Kutipan Dokumen:
========
KOMPAS/WISNU WIDIANTORO

Ribuan umat Islam bersiap mengikuti Sholat Idul Fitri di Masjid Raya Baiturrahman, Banda Aceh, Provinsi Aceh, Jumat (17/7/2015).

Akhir Mei, Lembaga Kajian dan Pengembangan Sumber Daya Manusia Nahdlatul Ulama (Lakpesdam NU) Aceh melaksanakan diskusi "Pelayanan Sosial untuk Kerukunan Umat Beragama".

Diskusi ini menjadi refleksi terkait penguatan nilai-nilai inklusi sosial, perlindungan terhadap minoritas, serta penguatan perdamaian berkelanjutan pascatsunami dan konflik di Aceh. Lakpesdam NU Aceh memang intensif membangun aksi kolaboratif dengan kelompok minoritas dan rentan, seperti komunitas Tionghoa, non-Muslim, dan disabilitas.

Program telah berhasil menginisiasi kampung-kampung kerukunan di Banda Aceh—yang dikenal sebagai segitiga berlian pluralisme dan multikulturalisme—yaitu Kampung Mulia, Peunayong, dan Laksana. Komposisi etnis, budaya, dan agama ketiga kampung menggambarkan keberagaman sejati. Rumah ibadah non-Muslim berdiri kokoh di tengah komunitas Muslim yang menjalankan syariat Islam.

Praksis, bukan normatif

Hal penting lain yang bisa dibaca secara kultural dari fenomena di atas ialah nilai-nilai keislaman hidup dalam praksis kehidupan sosial-kemasyarakatan di Aceh, bukan semata normatif. Ini juga menjadi eksemplar Banda Aceh yang menjadi ikon dengan sejarah panjang yang telah berumur 814 tahun pada 22 April lalu.
========
Instruksi Kerja:
Tentukan apakah tiap pernyataan berikut sesuai dengan kutipan dokumen tentang kerukunan umat beragama di Aceh, lalu jawab ya atau tidak disertai kata-kata penentu dari kutipan itu yang dikutip persis. 1. Lakpesdam NU Aceh mengadakan diskusi pada akhir Mei. 2. Kampung Mulia, Peunayong, dan Laksana berada di Lhokseumawe. 3. Banda Aceh telah berumur 814 tahun pada 22 April lalu.

Blok Data:
========
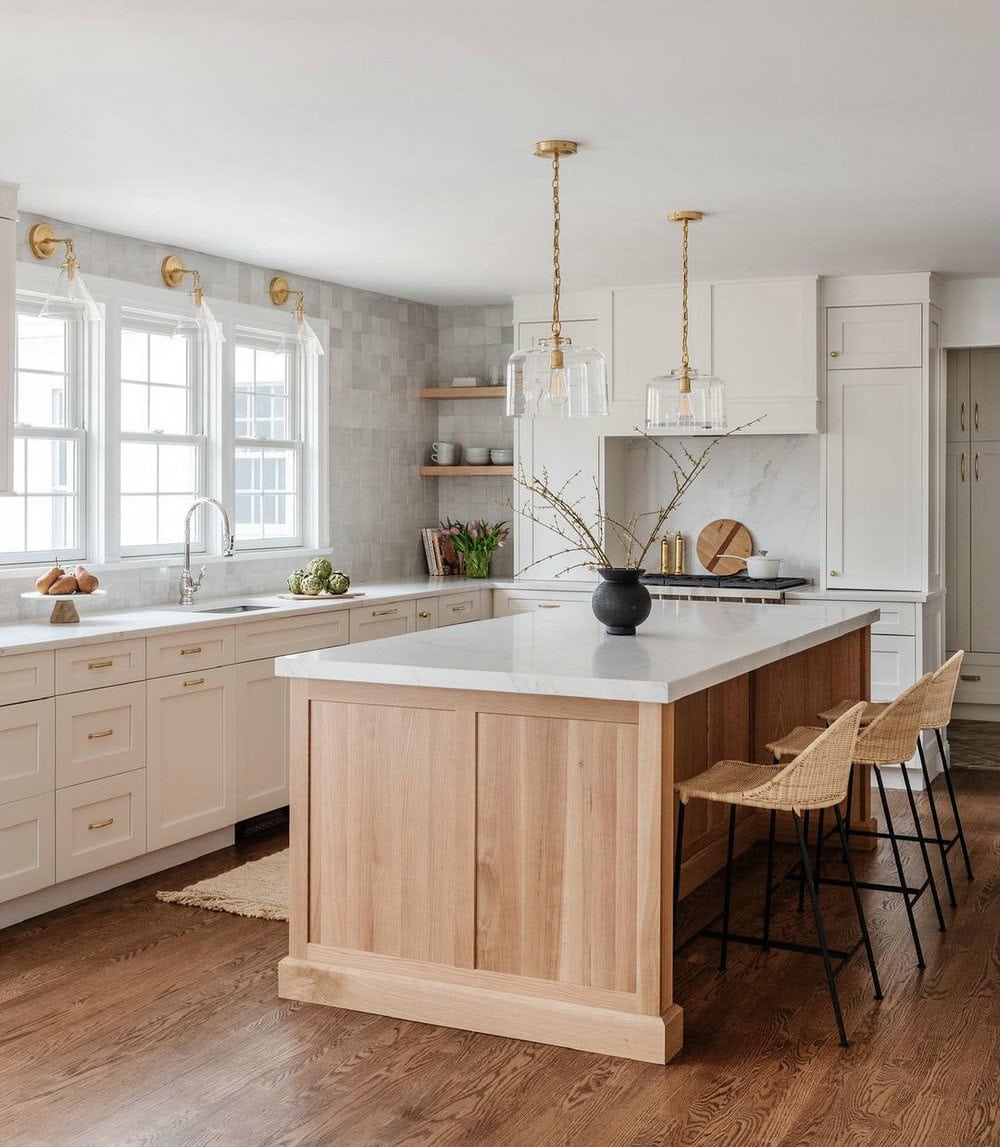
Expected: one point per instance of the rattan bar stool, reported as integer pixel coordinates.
========
Hasil Latihan:
1. Ya: "Akhir Mei, Lembaga Kajian dan Pengembangan Sumber Daya Manusia Nahdlatul Ulama (Lakpesdam NU) Aceh melaksanakan diskusi"
2. Tidak: "kampung-kampung kerukunan di Banda Aceh"
3. Ya: "telah berumur 814 tahun pada 22 April lalu"